*PROMPT:* An exact copy of the entries is needed, with every picture left out.
━━━━━ INFORMATION GIVEN ━━━━━
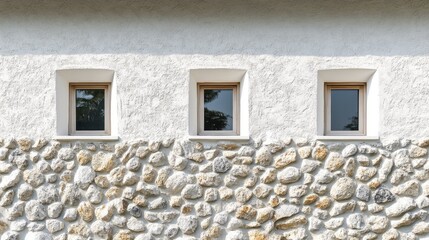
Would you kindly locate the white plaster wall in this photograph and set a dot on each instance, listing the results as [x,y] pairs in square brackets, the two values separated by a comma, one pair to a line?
[151,45]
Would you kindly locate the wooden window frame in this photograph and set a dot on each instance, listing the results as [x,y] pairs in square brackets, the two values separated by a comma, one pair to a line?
[235,108]
[72,108]
[362,108]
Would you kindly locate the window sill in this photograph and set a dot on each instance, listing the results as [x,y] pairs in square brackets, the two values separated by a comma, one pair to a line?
[226,138]
[86,138]
[348,138]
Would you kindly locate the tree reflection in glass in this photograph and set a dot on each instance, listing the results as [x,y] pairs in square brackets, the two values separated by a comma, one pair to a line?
[90,109]
[218,107]
[345,109]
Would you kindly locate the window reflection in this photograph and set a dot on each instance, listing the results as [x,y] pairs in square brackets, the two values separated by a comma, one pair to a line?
[218,107]
[90,109]
[344,109]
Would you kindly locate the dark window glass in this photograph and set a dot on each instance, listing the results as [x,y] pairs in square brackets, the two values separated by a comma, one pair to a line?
[344,109]
[89,109]
[218,105]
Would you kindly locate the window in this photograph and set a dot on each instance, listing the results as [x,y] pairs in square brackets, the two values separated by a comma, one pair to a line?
[89,109]
[345,111]
[218,109]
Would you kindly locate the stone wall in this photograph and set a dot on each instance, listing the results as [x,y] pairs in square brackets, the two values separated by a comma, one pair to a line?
[177,189]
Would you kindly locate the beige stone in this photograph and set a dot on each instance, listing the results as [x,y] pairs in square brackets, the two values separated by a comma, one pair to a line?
[86,211]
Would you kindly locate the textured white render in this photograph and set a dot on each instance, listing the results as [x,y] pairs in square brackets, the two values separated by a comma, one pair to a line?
[305,186]
[152,45]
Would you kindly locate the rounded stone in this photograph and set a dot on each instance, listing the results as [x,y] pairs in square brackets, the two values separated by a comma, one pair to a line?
[192,191]
[343,188]
[188,224]
[176,182]
[35,211]
[289,175]
[221,165]
[84,176]
[103,162]
[383,195]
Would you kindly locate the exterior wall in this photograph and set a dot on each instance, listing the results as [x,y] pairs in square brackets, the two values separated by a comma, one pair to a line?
[151,46]
[289,189]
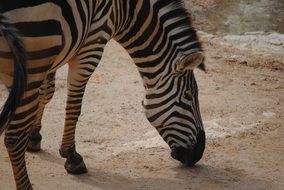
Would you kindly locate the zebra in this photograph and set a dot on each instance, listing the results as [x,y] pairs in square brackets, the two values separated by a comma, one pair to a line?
[41,36]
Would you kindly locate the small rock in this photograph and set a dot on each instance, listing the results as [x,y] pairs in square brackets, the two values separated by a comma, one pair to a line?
[243,62]
[269,114]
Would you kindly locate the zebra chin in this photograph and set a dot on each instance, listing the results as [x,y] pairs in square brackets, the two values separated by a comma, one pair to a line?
[190,156]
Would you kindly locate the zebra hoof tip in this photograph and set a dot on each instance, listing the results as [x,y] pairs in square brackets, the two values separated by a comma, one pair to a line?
[76,168]
[190,156]
[34,146]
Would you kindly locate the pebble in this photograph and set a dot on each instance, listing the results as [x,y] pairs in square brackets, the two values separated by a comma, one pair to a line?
[269,114]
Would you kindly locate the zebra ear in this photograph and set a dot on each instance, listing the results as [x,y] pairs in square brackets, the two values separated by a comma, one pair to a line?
[191,61]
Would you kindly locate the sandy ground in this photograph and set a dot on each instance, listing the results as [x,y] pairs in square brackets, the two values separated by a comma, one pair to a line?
[241,100]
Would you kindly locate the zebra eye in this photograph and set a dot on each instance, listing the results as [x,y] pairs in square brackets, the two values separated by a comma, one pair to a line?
[188,95]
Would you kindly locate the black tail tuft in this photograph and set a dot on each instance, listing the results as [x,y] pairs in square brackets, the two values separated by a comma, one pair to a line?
[9,32]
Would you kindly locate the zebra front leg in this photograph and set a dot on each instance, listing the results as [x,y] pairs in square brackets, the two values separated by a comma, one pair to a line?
[45,94]
[78,76]
[17,138]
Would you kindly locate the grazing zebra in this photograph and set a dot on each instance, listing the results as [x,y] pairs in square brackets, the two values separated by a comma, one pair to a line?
[157,34]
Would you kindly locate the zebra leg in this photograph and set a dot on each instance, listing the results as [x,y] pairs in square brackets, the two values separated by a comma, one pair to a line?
[17,137]
[45,94]
[78,76]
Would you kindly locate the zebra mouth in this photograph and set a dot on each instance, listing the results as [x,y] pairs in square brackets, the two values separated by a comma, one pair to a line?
[190,156]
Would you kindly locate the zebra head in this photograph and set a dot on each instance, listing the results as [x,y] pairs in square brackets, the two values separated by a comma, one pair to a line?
[159,37]
[172,107]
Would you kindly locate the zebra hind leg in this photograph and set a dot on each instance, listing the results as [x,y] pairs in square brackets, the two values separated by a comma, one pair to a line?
[46,92]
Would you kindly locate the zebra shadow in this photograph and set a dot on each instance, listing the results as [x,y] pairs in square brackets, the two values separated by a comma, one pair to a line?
[198,177]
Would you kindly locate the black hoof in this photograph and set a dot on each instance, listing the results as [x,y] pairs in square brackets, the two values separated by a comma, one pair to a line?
[34,146]
[76,168]
[74,162]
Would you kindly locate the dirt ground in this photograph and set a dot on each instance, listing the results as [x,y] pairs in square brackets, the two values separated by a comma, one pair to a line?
[241,101]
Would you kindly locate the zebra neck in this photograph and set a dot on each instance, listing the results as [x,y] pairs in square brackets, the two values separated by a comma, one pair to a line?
[155,33]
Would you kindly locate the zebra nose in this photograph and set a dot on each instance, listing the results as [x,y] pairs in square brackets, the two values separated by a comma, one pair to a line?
[190,156]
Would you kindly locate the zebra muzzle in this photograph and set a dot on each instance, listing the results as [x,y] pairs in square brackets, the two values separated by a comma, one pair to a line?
[191,155]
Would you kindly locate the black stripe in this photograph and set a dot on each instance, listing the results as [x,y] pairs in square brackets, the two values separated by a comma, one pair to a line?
[39,28]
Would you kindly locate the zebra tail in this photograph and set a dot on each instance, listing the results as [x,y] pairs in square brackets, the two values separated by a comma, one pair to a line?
[9,32]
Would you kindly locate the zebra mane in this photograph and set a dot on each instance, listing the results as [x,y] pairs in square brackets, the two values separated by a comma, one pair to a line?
[184,13]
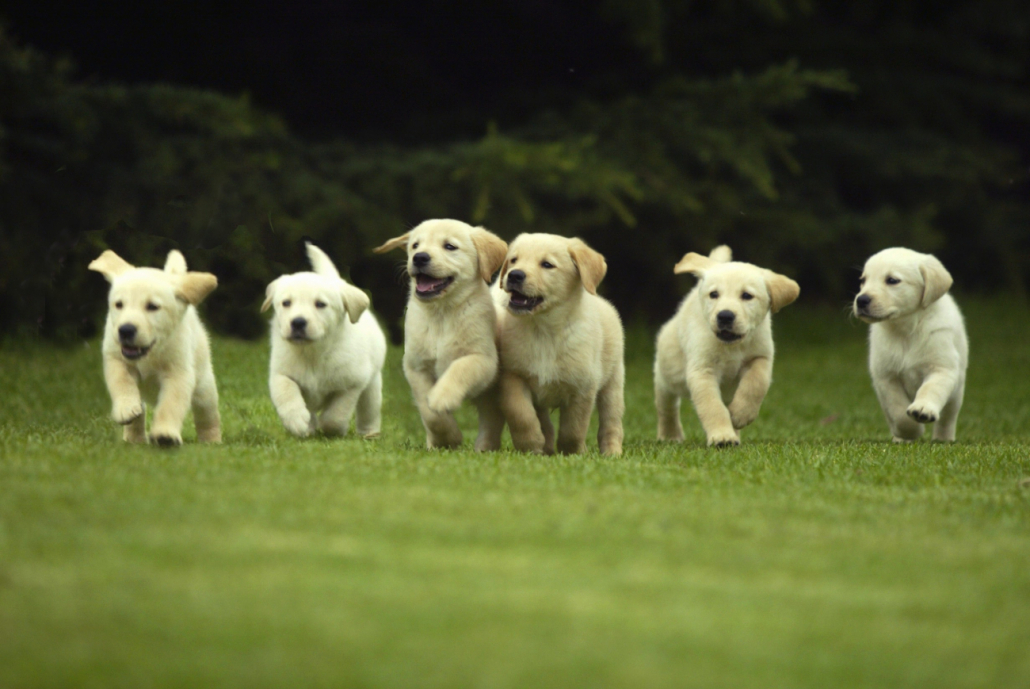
━━━━━
*EXERCISE RESPONSE:*
Would you kindly locate the white plaster wall in this photograph and set a dot on each instance, listing the results as [x,y] pairs in square brackets, the two values separated by a comma, one pair to a line?
[151,45]
Would you kindly locate the wooden window frame in this photograph and set a dot on each instance, listing the results as [x,y] pairs in square brackets, the two values separated by a comma, one pair to a line?
[235,108]
[72,108]
[362,108]
Would you kindly locate the window sill in this photograph and set a dot on each instance, listing the results as [x,y] pairs in square brackets, the two values separated by a comma, one pair to a line?
[226,138]
[86,138]
[348,138]
Would you kindly locate the tree reflection in glass in this photograph and set a dot on each instance, listing the results as [x,y] pairs in square brackets, the two values separated by a comma, one pair to a line?
[90,109]
[218,107]
[345,109]
Would you kindly locate the window reflection in this photograph and set a dot on each instance, listing the results as [x,y] pairs in square brackets, the two values separated by a comma, one pair to a line?
[218,107]
[90,109]
[344,109]
Would you kindly locate the dark window glass in this photograph and set a dot on each instance, listing the results as [x,y] pairs in square brackets, the two values separated by a comma, one pair to a line?
[344,109]
[89,109]
[218,105]
Would you kindly locate the window in this photograph and set a dot on each instance, listing the results as [x,y] pairs in square brackets, the two values separated by a comma, one pair to a line?
[89,109]
[345,111]
[218,109]
Would you kindly locate the stone wall in this photograph and set a dot on each instance, listing the results as [x,y] pairs in square brackets, the two values separated by a comma, one pair to a line?
[177,189]
Would you kindly locate the beige stone in this photograph and set a dot on each instance, listing the results as [x,y] pairs in square brackets, the two values separated by a comma, one pair to a line?
[86,211]
Would you kindly locate the textured white render in this photograph and set a dot on each instance, listing the results as [x,y] pairs in square brackets, the two values separated by a comma, one pair to a line?
[305,186]
[152,45]
Would you kindly locate the rounded stone in this photograph and set a dot on each instance, listing the results as [x,y] pairs in square brackets, the two values separated by a comma, one pair to a line?
[192,191]
[343,188]
[188,224]
[176,182]
[35,211]
[289,175]
[221,165]
[84,176]
[103,162]
[383,195]
Would you kindly locate the exterior wall in this photograph and set a dot on each instance, listing the results as [x,y] pairs in square brackets, the two values separated by a comma, one pair to a line?
[151,46]
[289,189]
Would you kindly locate the zebra in this photograph and set a dot on each instance, listing the results as [x,y] pairs in square brackets, the two values separated by a comma, one pair to a line?
[41,36]
Would you kindly locate the small rock in this photograph and set a dot on each instance, listing the results as [x,y] pairs in square brackets, the two values separated by a comma, one pair to a line?
[243,62]
[269,114]
Would you kindly locate the zebra chin in this photograph and set a dot on each instance, listing the results as [x,y] pairs in square brackets, the two values separated by a comma, one pair to a line?
[190,156]
Would you kindly locate the zebra hoof tip in this photograph and set a dot on each instance, listing the results as [x,y] pairs in square brackets, the two values separated by a comma, one pair to a line?
[76,168]
[190,156]
[34,146]
Would you kindly locate the pebble in this photograph and set a dot on each instance, listing the results as [x,y] pairs in square brackets, the two values separated by a comma, one pair to a line?
[269,114]
Would you kindly locate the zebra ear in this photograph and set a dot on each instance, listing the results as [x,y] pairs in square brackets, the two values separated by a comma, one pair to a line?
[191,61]
Would you kindly locate the sandy ground in this photograph and set a dot on each instance, listing the results as [x,y] pairs in square brackets, the two values separated by a comma, one pair to a line?
[241,100]
Would you kindly locate the zebra eye in this photograph and set a dot on each instance, listing the results as [x,y] pairs in square brackets, the two values separated by a comma, one pair to a line?
[188,95]
Would you kindly locate the black tail tuft in this photograph and set a dot on each instance, listing the results as [x,y] pairs in square brackets, the two values separated by a comma, one pair to a line?
[9,32]
Would you kindly locate the zebra front leg in this photograph and set a dot on each instance, listing the results as [x,y] pairs in square brackets, the two values separated by a comma, one pair to a line?
[45,94]
[78,76]
[17,138]
Would you kindly locate the grazing zebra in this photograph and set a dot on each instance, listing the results as [x,y] pairs in square brackets, the two values separated by a comma, one pair to a line?
[157,34]
Would you kindly locate the zebra leg in this photograph and set a dot on each instance, listing the results as [x,y] pairs in square brackets, the two values separated by a comma, one pair to a line?
[17,137]
[45,94]
[78,76]
Would you kindly locate the zebra mouth in this photograph and set a dot on each instance, listing the results as [x,y] pairs in square brackets, the two values separated by a comma, one pair to a line?
[190,156]
Would you kindly locate the zebra head in this photograph and set a dot on each instance, listing the results as [x,y] pairs in square brackets, the two values separated by a comma, one pair to a line?
[159,37]
[172,107]
Would you kindly locate the zebra hind leg in this photograph and set a dot on each instance, listing the results as [x,y] pairs in square brackets, the two values separated by a comma, one pair to a line?
[46,92]
Would you kindly locate the zebra shadow in this photograph and set a dot on each instance, listing the results as [x,y] pairs in square brackets, the two values separated by a comma, one pair to a line?
[198,177]
Would you kindly locate the black hoof in this photograph and set a dot on each instance, listing the results as [x,y] pairs in square brackets, the two values separated by a comma, one pair to a line?
[34,146]
[76,168]
[74,162]
Would you kindly locate the dirt ground in this photograph and set a dot on each instance, listing the results as [x,y] pairs in square brackets, the two values separated by a comma, one pair to a line?
[241,101]
Would you kindly locate the zebra neck in this photograph and set a dot on each instance, listing the results as [x,y] pairs in square brackets, the two values separated by a comma, one pair to a line?
[155,33]
Would you kindly locate the zebra nose in this photograph and set a dot on each instance, listing the results as [x,y] pairs in square brackets, the two values separated by a comma, one pair to a line?
[190,156]
Would you kindly locate the zebra muzzle in this photograph and set a dot on each instance, listing the results as [x,y] pairs in square brackets, the two values separated by a comma, one pair to a line?
[191,155]
Would you kindly locate the black stripe in this photograph and set a dot on each instance, listing the results as [x,y] pairs in square brackets, the two values separated by a comma, one pair to a line?
[39,28]
Would you kindly locate the zebra tail in this photograph and set a dot on each instance, listing the results as [x,y] pairs in square brackets, the two values separated by a comma, one pair to a line?
[9,32]
Would you kindly locate the zebra mane in this photograph and set a dot on each instance, listing the results as [x,y] pairs in square brackets, the two values separated by a comma, one pair to a line?
[184,13]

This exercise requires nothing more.